» Extract

====

Can I temporarily connect PB13 Ultra to this receiver ? if Yes, then how ? this will be a temporary arrangement maybe for a month, I am planning for a Onkyo TX-NR1030 or Marantz SR7009 which i will buy in next month.
Please check this receiver....


----------



## garcianc2003 (Sep 5, 2014)

I do not have a PB13 but I do not believe that it has speaker level inputs like other subs do. So it would be tough to integrate it with that receiver that does not have line level outputs (either LFE out or pre-outs) that the sub can take advantage.

One option is to run your speaker level subwoofer output from the receiver through a converter to turn it into the line level input going into the sub. You can find those converters online, like this example.


----------



## Aquarian (Oct 16, 2013)

garcianc2003 said:


> I do not have a PB13 but I do not believe that it has speaker level inputs like other subs do. So it would be tough to integrate it with that receiver that does not have line level outputs (either LFE out or pre-outs) that the sub can take advantage.
> 
> One option is to run your speaker level subwoofer output from the receiver through a converter to turn it into the line level input going into the sub. You can find those converters online, like this example.


thanx garcianc2003, yes, I thought so that I cant connect, well I will get the AVR first before the sub 
thx for all the help guys


----------

====

» Goals
1 – In the subwoofer thread, copy the passage starting with "Can I temporarily" and going on through "in next month." word for word.
2 – Answer these questions from the subwoofer thread, each on its own line:
(a) Which two receivers is the original poster planning to buy?
(b) Which outputs does garcianc2003 say the current receiver lacks?
(c) What will Aquarian get before the sub?
3 – Does each statement agree with the subwoofer thread? Answer yes or no and quote the words that decide it.
(a) garcianc2003 owns a PB13.
(b) The poster expects the temporary arrangement to last about a month.
(c) garcianc2003 suggests a converter that turns the receiver's speaker level subwoofer output into a line level input for the sub.

====

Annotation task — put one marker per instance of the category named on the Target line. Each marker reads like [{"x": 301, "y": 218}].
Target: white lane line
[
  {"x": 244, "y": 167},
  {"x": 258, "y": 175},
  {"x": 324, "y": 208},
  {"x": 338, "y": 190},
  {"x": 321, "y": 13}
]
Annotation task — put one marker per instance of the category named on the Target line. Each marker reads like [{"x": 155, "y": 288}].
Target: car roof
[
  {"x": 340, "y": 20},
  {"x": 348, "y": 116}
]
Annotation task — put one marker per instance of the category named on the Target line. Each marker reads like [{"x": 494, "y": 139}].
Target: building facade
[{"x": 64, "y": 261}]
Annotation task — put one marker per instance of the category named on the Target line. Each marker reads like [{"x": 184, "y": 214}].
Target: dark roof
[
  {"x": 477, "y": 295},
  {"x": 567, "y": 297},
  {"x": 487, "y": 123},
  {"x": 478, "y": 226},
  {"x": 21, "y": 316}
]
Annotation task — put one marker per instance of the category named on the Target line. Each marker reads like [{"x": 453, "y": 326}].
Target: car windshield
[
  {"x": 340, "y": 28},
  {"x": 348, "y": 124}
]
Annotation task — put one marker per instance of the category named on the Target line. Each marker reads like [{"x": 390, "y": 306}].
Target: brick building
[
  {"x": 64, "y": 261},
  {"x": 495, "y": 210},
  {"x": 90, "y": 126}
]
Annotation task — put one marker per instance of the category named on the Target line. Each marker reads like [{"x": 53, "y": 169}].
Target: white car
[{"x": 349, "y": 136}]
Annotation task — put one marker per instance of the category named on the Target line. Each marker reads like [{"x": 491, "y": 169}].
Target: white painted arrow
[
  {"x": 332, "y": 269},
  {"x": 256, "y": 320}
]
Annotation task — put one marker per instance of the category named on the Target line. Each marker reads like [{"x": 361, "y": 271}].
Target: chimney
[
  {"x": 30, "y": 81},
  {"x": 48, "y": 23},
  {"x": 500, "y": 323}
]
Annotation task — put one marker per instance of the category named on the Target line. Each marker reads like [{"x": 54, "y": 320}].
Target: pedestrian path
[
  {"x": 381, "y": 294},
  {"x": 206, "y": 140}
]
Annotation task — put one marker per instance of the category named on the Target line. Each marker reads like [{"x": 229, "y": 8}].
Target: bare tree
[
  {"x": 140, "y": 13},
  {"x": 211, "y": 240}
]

====

» Task-by-task results
1 –
Can I temporarily connect PB13 Ultra to this receiver ? if Yes, then how ? this will be a temporary arrangement maybe for a month, I am planning for a Onkyo TX-NR1030 or Marantz SR7009 which i will buy in next month.

2 –
(a) An Onkyo TX-NR1030 or a Marantz SR7009.
(b) Line level outputs (either LFE out or pre-outs).
(c) The AVR.

3 –
(a) No: "I do not have a PB13"
(b) Yes: "this will be a temporary arrangement maybe for a month"
(c) Yes: "run your speaker level subwoofer output from the receiver through a converter to turn it into the line level input going into the sub"